Aim of the task — Please print exactly the lines running from the one that contains "Task: find each instance of the limestone" to the end of the data, with both lines included.

---- Extracted entries

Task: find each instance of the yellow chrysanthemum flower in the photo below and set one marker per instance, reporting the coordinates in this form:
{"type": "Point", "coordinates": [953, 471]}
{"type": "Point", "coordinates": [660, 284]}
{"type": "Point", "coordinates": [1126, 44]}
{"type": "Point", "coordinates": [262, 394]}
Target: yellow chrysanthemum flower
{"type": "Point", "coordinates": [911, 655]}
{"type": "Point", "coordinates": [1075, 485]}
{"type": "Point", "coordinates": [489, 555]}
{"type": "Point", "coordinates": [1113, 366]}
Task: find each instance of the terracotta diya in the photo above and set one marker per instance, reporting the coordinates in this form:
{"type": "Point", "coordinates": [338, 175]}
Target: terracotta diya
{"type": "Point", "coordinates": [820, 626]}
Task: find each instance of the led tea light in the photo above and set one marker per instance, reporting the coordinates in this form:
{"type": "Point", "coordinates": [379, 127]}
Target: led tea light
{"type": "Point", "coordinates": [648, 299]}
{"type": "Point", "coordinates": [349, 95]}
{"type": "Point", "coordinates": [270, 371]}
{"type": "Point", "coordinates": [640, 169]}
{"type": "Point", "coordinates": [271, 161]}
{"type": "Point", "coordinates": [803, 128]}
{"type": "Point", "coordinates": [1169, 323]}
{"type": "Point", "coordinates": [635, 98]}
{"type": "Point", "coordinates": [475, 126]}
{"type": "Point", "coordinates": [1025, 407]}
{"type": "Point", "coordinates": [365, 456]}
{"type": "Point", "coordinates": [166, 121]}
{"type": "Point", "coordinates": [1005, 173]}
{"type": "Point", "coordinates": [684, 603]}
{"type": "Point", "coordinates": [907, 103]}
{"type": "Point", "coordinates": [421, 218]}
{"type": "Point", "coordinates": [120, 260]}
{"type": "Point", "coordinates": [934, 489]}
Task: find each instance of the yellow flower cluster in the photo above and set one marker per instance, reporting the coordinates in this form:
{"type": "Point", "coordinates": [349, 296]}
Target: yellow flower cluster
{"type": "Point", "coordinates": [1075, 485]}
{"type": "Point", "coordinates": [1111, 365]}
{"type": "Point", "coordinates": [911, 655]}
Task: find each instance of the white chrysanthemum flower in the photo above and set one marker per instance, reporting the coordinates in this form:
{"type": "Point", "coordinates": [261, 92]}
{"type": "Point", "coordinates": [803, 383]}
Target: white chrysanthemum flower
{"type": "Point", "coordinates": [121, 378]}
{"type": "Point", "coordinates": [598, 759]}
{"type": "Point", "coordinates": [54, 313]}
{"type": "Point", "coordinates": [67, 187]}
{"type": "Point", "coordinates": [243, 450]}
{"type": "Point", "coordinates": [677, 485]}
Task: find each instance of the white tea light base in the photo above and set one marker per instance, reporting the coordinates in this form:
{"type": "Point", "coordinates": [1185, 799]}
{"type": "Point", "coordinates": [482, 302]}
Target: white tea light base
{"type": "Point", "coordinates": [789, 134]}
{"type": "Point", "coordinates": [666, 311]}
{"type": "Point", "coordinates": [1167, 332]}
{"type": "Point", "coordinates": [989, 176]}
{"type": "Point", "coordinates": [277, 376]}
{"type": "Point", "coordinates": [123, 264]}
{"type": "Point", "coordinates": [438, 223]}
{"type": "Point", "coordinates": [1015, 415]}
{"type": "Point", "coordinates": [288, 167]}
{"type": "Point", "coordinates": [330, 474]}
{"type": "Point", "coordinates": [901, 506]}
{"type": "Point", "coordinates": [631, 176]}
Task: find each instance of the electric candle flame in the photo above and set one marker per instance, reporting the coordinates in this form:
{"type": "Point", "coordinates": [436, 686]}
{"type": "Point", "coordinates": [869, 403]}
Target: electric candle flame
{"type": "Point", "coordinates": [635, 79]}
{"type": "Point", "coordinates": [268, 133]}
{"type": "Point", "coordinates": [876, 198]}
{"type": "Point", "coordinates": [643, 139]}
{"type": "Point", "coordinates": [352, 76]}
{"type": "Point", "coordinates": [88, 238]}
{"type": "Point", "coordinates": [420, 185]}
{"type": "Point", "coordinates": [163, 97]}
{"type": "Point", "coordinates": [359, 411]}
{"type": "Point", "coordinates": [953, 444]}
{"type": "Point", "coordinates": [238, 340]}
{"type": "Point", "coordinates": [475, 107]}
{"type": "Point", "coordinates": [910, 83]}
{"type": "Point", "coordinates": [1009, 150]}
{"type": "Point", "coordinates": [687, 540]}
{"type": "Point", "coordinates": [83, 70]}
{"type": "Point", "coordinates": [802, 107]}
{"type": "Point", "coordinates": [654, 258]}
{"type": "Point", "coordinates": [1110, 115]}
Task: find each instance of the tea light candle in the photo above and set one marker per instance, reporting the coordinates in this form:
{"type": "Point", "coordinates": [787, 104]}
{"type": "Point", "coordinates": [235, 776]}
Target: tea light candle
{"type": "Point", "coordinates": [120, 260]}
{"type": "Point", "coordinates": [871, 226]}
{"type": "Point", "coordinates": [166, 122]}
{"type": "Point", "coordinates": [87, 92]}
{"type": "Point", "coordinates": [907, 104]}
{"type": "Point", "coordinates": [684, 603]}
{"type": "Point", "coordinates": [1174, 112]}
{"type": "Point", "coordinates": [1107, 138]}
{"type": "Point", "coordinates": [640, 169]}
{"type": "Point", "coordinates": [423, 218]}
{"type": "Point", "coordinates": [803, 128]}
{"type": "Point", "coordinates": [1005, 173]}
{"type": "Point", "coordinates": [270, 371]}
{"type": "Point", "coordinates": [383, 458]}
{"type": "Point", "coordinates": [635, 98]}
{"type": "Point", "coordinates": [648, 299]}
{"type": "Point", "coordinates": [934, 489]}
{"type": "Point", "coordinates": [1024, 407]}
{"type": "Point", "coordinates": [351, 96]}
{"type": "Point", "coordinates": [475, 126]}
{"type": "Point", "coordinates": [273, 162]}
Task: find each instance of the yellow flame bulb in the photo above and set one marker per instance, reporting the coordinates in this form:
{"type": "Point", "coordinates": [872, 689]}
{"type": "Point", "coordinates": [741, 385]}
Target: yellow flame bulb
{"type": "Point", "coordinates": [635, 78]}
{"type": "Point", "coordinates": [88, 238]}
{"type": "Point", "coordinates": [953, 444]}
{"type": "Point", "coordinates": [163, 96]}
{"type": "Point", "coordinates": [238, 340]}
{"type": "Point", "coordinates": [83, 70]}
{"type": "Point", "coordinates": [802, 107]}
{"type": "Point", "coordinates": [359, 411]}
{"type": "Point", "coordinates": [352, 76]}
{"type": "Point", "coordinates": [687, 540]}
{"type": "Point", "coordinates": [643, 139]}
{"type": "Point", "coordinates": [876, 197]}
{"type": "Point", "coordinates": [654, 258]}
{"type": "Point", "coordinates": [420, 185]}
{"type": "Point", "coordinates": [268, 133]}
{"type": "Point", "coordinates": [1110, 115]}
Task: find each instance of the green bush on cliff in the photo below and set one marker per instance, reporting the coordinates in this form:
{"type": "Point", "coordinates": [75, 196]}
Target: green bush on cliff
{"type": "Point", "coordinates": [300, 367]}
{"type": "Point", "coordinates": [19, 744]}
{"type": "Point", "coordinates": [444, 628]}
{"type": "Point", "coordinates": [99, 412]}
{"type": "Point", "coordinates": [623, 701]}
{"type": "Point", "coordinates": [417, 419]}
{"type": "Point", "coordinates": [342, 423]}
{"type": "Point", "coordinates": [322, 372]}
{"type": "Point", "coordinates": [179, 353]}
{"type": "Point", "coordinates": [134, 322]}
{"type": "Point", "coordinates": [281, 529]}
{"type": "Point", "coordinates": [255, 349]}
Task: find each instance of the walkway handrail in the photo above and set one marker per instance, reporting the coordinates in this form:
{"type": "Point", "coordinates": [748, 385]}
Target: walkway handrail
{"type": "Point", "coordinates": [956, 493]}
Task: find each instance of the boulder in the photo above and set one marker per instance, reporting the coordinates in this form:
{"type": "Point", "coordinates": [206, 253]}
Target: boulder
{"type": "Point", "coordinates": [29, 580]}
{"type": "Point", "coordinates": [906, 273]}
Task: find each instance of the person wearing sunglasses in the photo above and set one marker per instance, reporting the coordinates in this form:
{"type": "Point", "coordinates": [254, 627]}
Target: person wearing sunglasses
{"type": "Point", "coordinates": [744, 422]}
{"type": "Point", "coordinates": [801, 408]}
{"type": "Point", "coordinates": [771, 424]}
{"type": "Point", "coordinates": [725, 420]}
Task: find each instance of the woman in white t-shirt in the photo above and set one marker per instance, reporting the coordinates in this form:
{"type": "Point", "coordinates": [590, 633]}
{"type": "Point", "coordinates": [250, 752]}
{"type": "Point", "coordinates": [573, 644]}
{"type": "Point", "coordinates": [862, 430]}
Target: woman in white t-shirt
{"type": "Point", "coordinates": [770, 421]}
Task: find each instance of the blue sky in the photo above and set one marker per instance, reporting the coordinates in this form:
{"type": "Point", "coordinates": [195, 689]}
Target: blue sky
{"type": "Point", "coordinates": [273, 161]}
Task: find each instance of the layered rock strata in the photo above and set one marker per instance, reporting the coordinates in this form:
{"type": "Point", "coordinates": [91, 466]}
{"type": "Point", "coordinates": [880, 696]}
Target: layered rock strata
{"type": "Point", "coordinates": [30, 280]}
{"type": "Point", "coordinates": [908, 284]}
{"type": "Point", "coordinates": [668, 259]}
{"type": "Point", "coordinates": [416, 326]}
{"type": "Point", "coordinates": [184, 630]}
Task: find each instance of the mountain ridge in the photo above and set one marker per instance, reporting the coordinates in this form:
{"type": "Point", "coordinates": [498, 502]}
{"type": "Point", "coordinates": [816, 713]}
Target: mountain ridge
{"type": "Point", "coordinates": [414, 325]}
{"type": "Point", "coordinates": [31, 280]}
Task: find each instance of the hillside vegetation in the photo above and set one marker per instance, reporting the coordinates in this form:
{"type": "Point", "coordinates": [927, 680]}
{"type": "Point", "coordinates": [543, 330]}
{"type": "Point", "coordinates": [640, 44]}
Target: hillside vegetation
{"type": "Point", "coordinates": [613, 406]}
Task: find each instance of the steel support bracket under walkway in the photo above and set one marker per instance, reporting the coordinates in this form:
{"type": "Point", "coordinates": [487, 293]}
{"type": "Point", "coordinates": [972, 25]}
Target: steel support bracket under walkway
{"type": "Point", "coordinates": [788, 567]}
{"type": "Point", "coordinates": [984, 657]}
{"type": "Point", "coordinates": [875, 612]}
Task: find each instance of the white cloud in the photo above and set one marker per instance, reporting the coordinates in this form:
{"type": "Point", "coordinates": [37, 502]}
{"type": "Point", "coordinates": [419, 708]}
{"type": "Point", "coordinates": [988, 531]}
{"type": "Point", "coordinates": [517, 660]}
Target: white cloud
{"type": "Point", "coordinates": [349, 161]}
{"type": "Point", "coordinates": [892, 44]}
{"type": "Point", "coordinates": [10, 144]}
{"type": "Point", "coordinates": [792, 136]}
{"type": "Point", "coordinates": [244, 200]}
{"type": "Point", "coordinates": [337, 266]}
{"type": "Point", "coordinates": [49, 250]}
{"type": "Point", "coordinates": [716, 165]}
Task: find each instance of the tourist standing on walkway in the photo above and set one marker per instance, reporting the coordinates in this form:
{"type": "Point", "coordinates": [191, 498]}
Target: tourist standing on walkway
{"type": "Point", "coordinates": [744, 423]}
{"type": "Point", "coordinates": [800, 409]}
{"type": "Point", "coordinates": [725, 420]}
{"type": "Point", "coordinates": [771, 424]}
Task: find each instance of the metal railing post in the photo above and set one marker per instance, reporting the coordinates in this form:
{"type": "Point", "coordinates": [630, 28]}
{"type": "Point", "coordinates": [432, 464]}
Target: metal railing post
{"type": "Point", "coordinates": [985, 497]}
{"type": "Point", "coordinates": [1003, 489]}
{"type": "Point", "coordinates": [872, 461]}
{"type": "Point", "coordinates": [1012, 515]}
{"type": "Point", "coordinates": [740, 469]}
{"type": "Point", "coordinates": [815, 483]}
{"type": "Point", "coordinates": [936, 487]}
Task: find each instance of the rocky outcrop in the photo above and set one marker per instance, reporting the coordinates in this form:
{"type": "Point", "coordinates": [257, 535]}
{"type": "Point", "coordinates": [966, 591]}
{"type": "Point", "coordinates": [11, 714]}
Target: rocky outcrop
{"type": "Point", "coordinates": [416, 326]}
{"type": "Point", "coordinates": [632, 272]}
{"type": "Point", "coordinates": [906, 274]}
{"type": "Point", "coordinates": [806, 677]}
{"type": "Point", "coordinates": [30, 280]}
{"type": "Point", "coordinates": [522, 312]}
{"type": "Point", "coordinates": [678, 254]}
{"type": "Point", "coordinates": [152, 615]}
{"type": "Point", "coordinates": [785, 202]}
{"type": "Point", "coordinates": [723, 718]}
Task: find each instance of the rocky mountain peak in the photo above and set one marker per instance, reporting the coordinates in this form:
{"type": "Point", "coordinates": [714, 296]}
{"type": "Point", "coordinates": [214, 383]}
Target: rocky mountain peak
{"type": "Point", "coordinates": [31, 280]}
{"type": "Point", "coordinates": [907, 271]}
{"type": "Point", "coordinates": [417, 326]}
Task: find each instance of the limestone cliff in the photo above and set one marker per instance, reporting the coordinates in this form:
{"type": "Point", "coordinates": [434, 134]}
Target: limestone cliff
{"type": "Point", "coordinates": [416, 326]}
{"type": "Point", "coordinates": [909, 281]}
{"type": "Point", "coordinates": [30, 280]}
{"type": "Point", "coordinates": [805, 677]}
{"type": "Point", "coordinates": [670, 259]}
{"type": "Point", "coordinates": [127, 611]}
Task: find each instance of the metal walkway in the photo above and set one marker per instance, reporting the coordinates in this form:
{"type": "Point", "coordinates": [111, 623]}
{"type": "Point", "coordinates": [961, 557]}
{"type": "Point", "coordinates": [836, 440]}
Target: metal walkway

--------

Output —
Task: find each instance of the limestone cliff in the photo above and set one marker per instance, reporting the coordinates in this form:
{"type": "Point", "coordinates": [434, 134]}
Target: limestone cliff
{"type": "Point", "coordinates": [416, 326]}
{"type": "Point", "coordinates": [909, 281]}
{"type": "Point", "coordinates": [30, 280]}
{"type": "Point", "coordinates": [805, 677]}
{"type": "Point", "coordinates": [670, 259]}
{"type": "Point", "coordinates": [127, 611]}
Task: find each instance of the metal walkway in the photo above and set one marker per instance, reporting the coordinates in this form:
{"type": "Point", "coordinates": [111, 623]}
{"type": "Point", "coordinates": [961, 557]}
{"type": "Point", "coordinates": [836, 440]}
Target: metal walkway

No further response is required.